» Study text:

◆ ◆ ◆ ◆ ◆ ◆ ◆

Scientists have developed a designer cholera vaccine which may provide rapid protection against the disease, and limit the spread of future outbreaks.
Experiments conducted in rabbits by researchers at Howard Hughes Medical Institute (HHMI) in the US suggest that the tricked-out cholera vaccine starts protecting against the deadly disease within a day.
The researchers discovered an ability unique to the vaccine, called HaitiV, which protects rabbits from cholera-causing bacteria almost immediately - even before an immune response begins.
The study, published in the journal Science Translational Medicine, suggests the vaccine will be particularly good at curbing fast-spreading cholera, which is responsible for between 21,000 and 143,000 deaths worldwide each year.
The researchers have not yet tested the vaccine in people, but Matthew Waldor, a microbiologist at Brigham and Women's Hospital in the US, believes the vaccine will hold great promise.
"We think this is going to be a very good vaccine, and could induce immunity after a single dose," said Waldor.
Cholera is an intestinal infection that can quickly kill without treatment. The disease is caused by Vibrio cholerae, bacteria that take up residence in the small intestines and produce toxins that can trigger vomiting and diarrhea, leading to severe dehydration.

◆ ◆ ◆ ◆ ◆ ◆ ◆

» What to work on:
a) According to the text about the cholera vaccine, in which journal was the study published?
b) Using the text about the cholera vaccine, explain how Vibrio cholerae leads to severe dehydration, in one to three sentences.
c) Continue the text about the cholera vaccine from its last sentence.

◆ ◆ ◆ ◆ ◆ ◆ ◆

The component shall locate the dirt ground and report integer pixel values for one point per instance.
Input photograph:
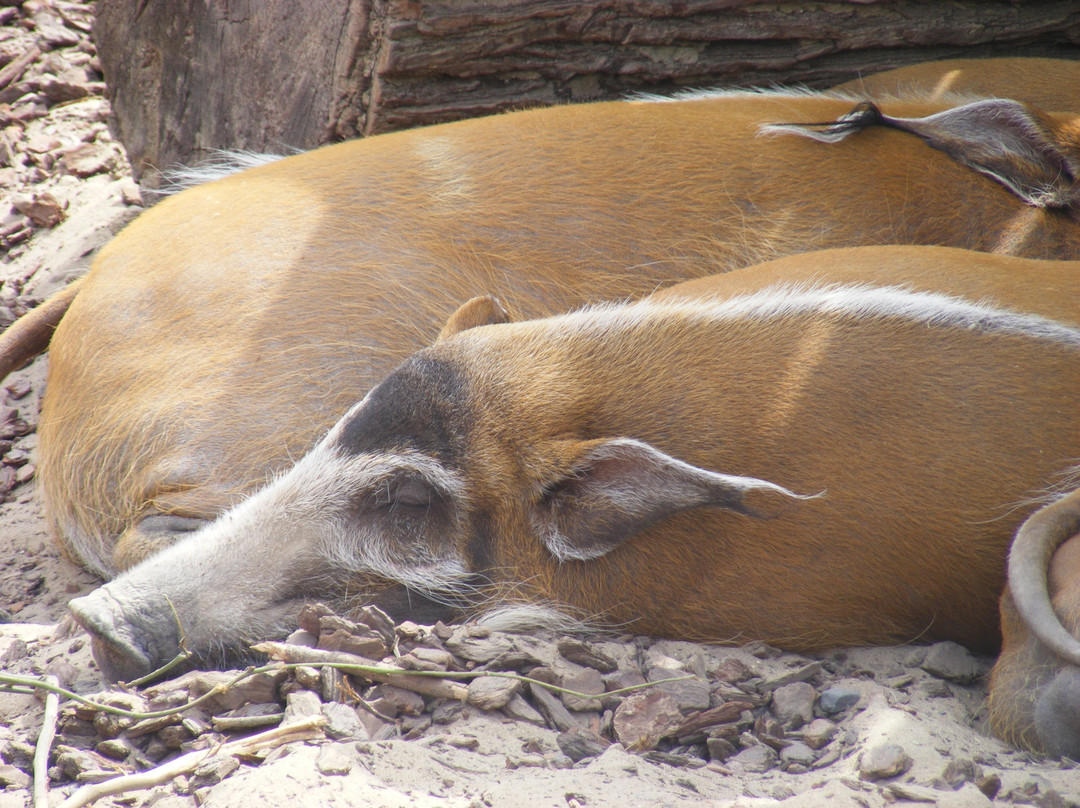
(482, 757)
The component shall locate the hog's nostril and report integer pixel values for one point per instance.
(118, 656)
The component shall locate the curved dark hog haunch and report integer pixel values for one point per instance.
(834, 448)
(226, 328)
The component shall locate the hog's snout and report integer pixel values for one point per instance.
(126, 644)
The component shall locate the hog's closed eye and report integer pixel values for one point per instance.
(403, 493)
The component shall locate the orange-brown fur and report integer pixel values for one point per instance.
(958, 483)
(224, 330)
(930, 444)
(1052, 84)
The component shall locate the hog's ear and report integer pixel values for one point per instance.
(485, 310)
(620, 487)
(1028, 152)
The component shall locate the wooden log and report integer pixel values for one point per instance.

◆ ◆ ◆ ◆ ◆ ◆ ◆

» Results for the exercise:
a) The study was published in the journal Science Translational Medicine.

b) Vibrio cholerae bacteria settle in the small intestines and produce toxins. These toxins can trigger vomiting and diarrhea, which lead to severe dehydration.

c)
After tracing the genetic origins of the V cholerae strain responsible for the 2010 outbreak in Haiti, Waldor and his colleagues realised that the bacteria had changed in the decades since existing cholera vaccines were designed.
"The last vaccines were made a long time ago, and they don't incorporate a lot of our modern understanding of this pathogen," Waldor said.
He and his team decided to create a new version of the vaccine using a toothless V cholerae as a protective shield. These harmless, lab-designed bacteria do not cause cholera. Instead, they seem to prevent the dangerous pathogen from causing trouble.
The researchers began with the DNA sequence of the current version of the virulent V cholerae.
Using sophisticated genetic tricks, they tweaked the bacteria's genome, essentially engineering out anything that might make it dangerous.
If the bacteria were ever to acquire the DNA sequence for making toxins, for example, a CRISPR-based gene editing safeguard would chew up that DNA, researchers said.